Dataset records
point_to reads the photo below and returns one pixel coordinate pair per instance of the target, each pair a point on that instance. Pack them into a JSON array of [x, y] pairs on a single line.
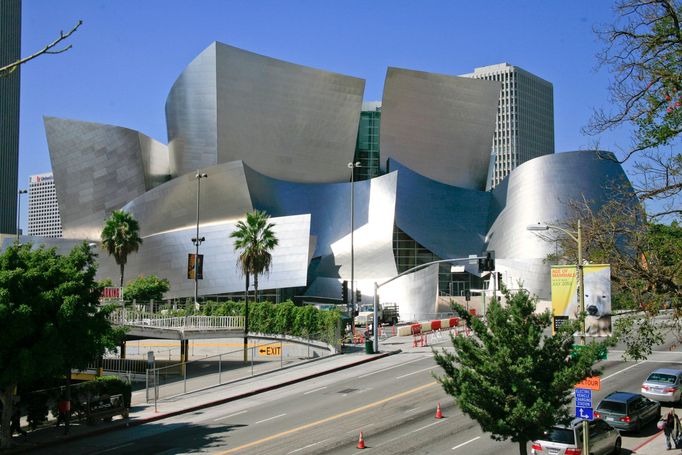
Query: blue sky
[[127, 54]]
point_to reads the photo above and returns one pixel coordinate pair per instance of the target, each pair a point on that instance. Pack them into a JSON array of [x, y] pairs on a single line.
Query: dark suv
[[628, 411]]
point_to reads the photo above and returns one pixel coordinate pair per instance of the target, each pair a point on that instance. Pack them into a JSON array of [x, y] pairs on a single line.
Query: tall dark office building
[[10, 51]]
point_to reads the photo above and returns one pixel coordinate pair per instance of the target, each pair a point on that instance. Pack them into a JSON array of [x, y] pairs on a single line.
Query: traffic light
[[487, 264]]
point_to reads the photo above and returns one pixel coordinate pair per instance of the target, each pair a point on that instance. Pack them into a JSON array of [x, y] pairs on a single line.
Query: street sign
[[272, 350], [583, 398], [593, 383], [584, 413]]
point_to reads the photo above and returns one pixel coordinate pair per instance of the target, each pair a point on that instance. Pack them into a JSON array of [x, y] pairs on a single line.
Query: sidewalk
[[142, 412]]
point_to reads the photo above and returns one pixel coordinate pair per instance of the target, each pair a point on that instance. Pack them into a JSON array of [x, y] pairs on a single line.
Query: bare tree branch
[[48, 49]]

• Problem details
Repeat each line of the records exactly, dropping the pictures.

• Expected output
point_to reads the photo below and returns one pixel coordinate pair per instance of the target, each pair a point on that instance. Pack them into a JSON array of [x, y] pairs on a single line.
Query: blue sky
[[127, 54]]
point_to reads the photo above and returns one pixel coordinate pair per instance of the target, each pair a point on that instance. Pack them into a JSON array of [x, y] pairs on a single line.
Query: dark suv
[[628, 411]]
point_to reads the photo above and returns one pixel coordinate pair per instance of the target, each pair a point on that instance. Pack them into a JSON array of [x, y] pairs on a single line.
Query: tall dark office building
[[10, 51]]
point_to reads the photo above and returns one pixel coordinate pair per instance of the target, each pair a point on that instance. Pack them into a JSON array of [x, y] pairs on a single line.
Query: traffic light
[[487, 264]]
point_to reads the photo above and returns one pixel coordinate pair per instance of the target, each pair a point on that instance. Pack them into a JSON array of [x, y] pairs on a single line.
Query: street sign
[[272, 350], [583, 398], [593, 383], [584, 413]]
point_to reads the photo above and returns one pixel coordinate pair per instance of the target, each pair a point on that instance. Pack them into a JSON array of [x, y] pairs on a single line.
Query: sidewalk
[[142, 412]]
point_to reads the photo above and returns one pixel coordinate pair per instance of the target, each pair a point on that instance. Pack them into a JSON array of [x, y] pairs on a single line.
Query: bare tree branch
[[48, 49]]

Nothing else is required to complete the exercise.